▶ WAS ZU TUN IST
Stellen Sie sämtliche Zeilen des folgenden Materials als Markdown-Tabelle mit den Spalten „Nummer“ und „Inhalt“ dar, wobei Leerzeilen entfallen. Die Bilder sind nicht in die Tabelle aufzunehmen.

* * * * * * * * *

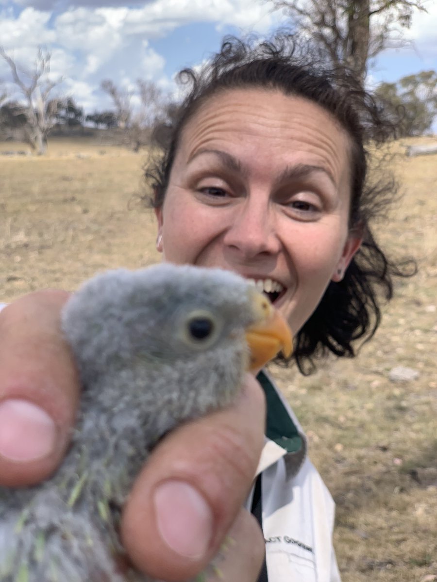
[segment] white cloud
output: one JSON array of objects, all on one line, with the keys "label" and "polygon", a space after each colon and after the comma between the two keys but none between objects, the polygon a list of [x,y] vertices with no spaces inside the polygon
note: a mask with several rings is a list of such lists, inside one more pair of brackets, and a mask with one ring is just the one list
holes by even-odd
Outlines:
[{"label": "white cloud", "polygon": [[1,44],[6,50],[13,49],[17,58],[24,56],[27,47],[51,44],[55,33],[47,24],[50,12],[41,12],[34,8],[25,8],[15,17],[11,10],[0,12]]}]

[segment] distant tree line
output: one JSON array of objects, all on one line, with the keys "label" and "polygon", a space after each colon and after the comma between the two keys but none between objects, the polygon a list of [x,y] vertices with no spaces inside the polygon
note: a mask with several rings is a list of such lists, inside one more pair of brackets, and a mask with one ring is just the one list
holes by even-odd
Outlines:
[{"label": "distant tree line", "polygon": [[[290,5],[290,10],[297,6],[294,2],[280,3]],[[400,3],[404,8],[407,4],[417,4]],[[45,151],[54,130],[65,133],[90,126],[110,131],[113,143],[138,151],[150,145],[153,133],[161,142],[165,140],[169,124],[178,114],[178,104],[153,81],[138,79],[126,89],[105,79],[101,88],[111,98],[112,109],[86,115],[73,96],[54,95],[61,80],[50,77],[49,52],[38,49],[30,69],[19,66],[1,47],[0,58],[9,66],[15,90],[11,93],[10,85],[0,81],[0,139],[23,140],[38,154]],[[437,115],[437,73],[423,71],[396,83],[382,83],[375,95],[396,123],[398,137],[421,135],[430,130]]]}]

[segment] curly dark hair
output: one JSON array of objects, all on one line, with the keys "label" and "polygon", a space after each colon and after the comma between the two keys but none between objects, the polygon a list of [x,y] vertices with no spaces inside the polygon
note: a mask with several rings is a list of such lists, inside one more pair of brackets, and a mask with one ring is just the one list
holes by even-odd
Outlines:
[{"label": "curly dark hair", "polygon": [[395,198],[397,189],[386,169],[377,173],[378,180],[371,180],[367,147],[394,137],[393,122],[384,117],[353,72],[329,66],[319,53],[289,34],[279,34],[260,42],[253,37],[245,41],[227,37],[220,51],[200,71],[184,69],[178,79],[189,91],[172,123],[157,132],[163,155],[145,169],[153,192],[149,201],[154,208],[164,201],[184,128],[206,101],[221,92],[261,88],[304,97],[329,112],[347,132],[353,144],[349,228],[362,232],[363,243],[342,281],[329,283],[298,333],[294,357],[300,371],[308,374],[314,369],[315,356],[329,351],[339,356],[355,356],[353,342],[370,339],[379,324],[380,301],[392,297],[393,276],[408,276],[415,271],[411,260],[399,263],[389,260],[370,225]]}]

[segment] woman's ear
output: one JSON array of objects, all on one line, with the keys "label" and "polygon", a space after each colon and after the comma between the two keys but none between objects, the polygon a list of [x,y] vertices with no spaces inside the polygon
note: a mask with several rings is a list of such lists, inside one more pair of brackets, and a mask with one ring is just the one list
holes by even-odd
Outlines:
[{"label": "woman's ear", "polygon": [[155,208],[155,216],[158,222],[158,233],[156,237],[156,250],[160,253],[164,251],[164,244],[163,243],[163,208],[160,207]]},{"label": "woman's ear", "polygon": [[355,253],[361,247],[362,242],[362,229],[357,229],[350,232],[347,240],[343,247],[341,256],[337,263],[335,271],[332,274],[332,281],[338,283],[343,279],[346,269],[349,266],[349,263],[353,258]]}]

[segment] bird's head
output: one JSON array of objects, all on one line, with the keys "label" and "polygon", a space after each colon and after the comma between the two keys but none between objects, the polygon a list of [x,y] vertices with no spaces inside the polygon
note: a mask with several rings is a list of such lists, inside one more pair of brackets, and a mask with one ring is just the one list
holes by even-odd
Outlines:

* * * * * * * * *

▶ DAS ERGEBNIS
| Nummer | Inhalt |
|---|---|
| 1 | [segment] white cloud |
| 2 | output: one JSON array of objects, all on one line, with the keys "label" and "polygon", a space after each colon and after the comma between the two keys but none between objects, the polygon a list of [x,y] vertices with no spaces inside the polygon |
| 3 | note: a mask with several rings is a list of such lists, inside one more pair of brackets, and a mask with one ring is just the one list |
| 4 | holes by even-odd |
| 5 | Outlines: |
| 6 | [{"label": "white cloud", "polygon": [[1,44],[6,50],[13,49],[17,58],[24,56],[27,47],[51,44],[55,33],[47,24],[50,12],[41,12],[34,8],[25,8],[15,17],[11,10],[0,12]]}] |
| 7 | [segment] distant tree line |
| 8 | output: one JSON array of objects, all on one line, with the keys "label" and "polygon", a space after each colon and after the comma between the two keys but none between objects, the polygon a list of [x,y] vertices with no spaces inside the polygon |
| 9 | note: a mask with several rings is a list of such lists, inside one more pair of brackets, and a mask with one ring is just the one list |
| 10 | holes by even-odd |
| 11 | Outlines: |
| 12 | [{"label": "distant tree line", "polygon": [[[290,5],[290,10],[297,6],[294,2],[280,3]],[[400,3],[404,8],[407,4],[417,4]],[[45,151],[54,130],[65,133],[90,126],[110,131],[113,143],[138,151],[150,145],[153,133],[161,142],[165,140],[169,124],[178,114],[178,104],[153,81],[138,79],[126,89],[105,79],[101,88],[111,98],[112,109],[86,115],[73,96],[54,95],[61,80],[50,77],[49,52],[38,49],[30,69],[19,66],[1,47],[0,58],[9,66],[15,90],[11,93],[10,85],[0,81],[0,139],[23,140],[38,154]],[[437,115],[437,73],[423,71],[396,83],[382,83],[375,95],[396,123],[398,137],[421,135],[430,130]]]}] |
| 13 | [segment] curly dark hair |
| 14 | output: one JSON array of objects, all on one line, with the keys "label" and "polygon", a space after each colon and after the comma between the two keys but none between objects, the polygon a list of [x,y] vertices with no spaces inside the polygon |
| 15 | note: a mask with several rings is a list of such lists, inside one more pair of brackets, and a mask with one ring is just the one list |
| 16 | holes by even-odd |
| 17 | Outlines: |
| 18 | [{"label": "curly dark hair", "polygon": [[395,198],[397,189],[386,169],[377,173],[378,180],[371,180],[367,147],[394,137],[393,122],[384,117],[353,72],[329,66],[319,53],[289,34],[279,34],[260,42],[253,37],[245,41],[227,37],[220,51],[200,71],[184,69],[178,79],[189,91],[172,123],[157,132],[163,155],[145,169],[153,192],[149,201],[154,208],[164,201],[184,128],[206,101],[221,92],[261,88],[304,97],[329,112],[347,132],[353,144],[349,228],[362,232],[363,243],[342,281],[329,283],[298,333],[294,357],[300,371],[308,374],[314,369],[315,356],[329,351],[339,356],[355,356],[353,342],[370,339],[379,324],[380,301],[392,297],[393,276],[408,276],[415,271],[411,260],[399,263],[389,260],[370,225]]}] |
| 19 | [segment] woman's ear |
| 20 | output: one JSON array of objects, all on one line, with the keys "label" and "polygon", a space after each colon and after the comma between the two keys but none between objects, the polygon a list of [x,y] vertices with no spaces inside the polygon |
| 21 | note: a mask with several rings is a list of such lists, inside one more pair of brackets, and a mask with one ring is just the one list |
| 22 | holes by even-odd |
| 23 | Outlines: |
| 24 | [{"label": "woman's ear", "polygon": [[155,208],[155,216],[158,222],[158,233],[156,237],[156,250],[160,253],[164,251],[164,244],[163,243],[163,208],[160,207]]},{"label": "woman's ear", "polygon": [[355,253],[361,247],[362,242],[362,229],[357,229],[350,232],[347,240],[343,247],[341,256],[337,263],[335,271],[332,274],[332,281],[338,283],[343,279],[346,269],[349,266],[349,263],[353,258]]}] |
| 25 | [segment] bird's head |
| 26 | output: one JSON array of objects, all on one line, with the keys "label" and "polygon", a space after each colon and after the comma between the two keys but none between objects, the polygon a list of [x,y] vertices with no spaces inside the polygon |
| 27 | note: a mask with several rings is a list of such lists, inside one more pair of brackets, and a mask with one ring is just the one list |
| 28 | holes by even-odd |
| 29 | Outlines: |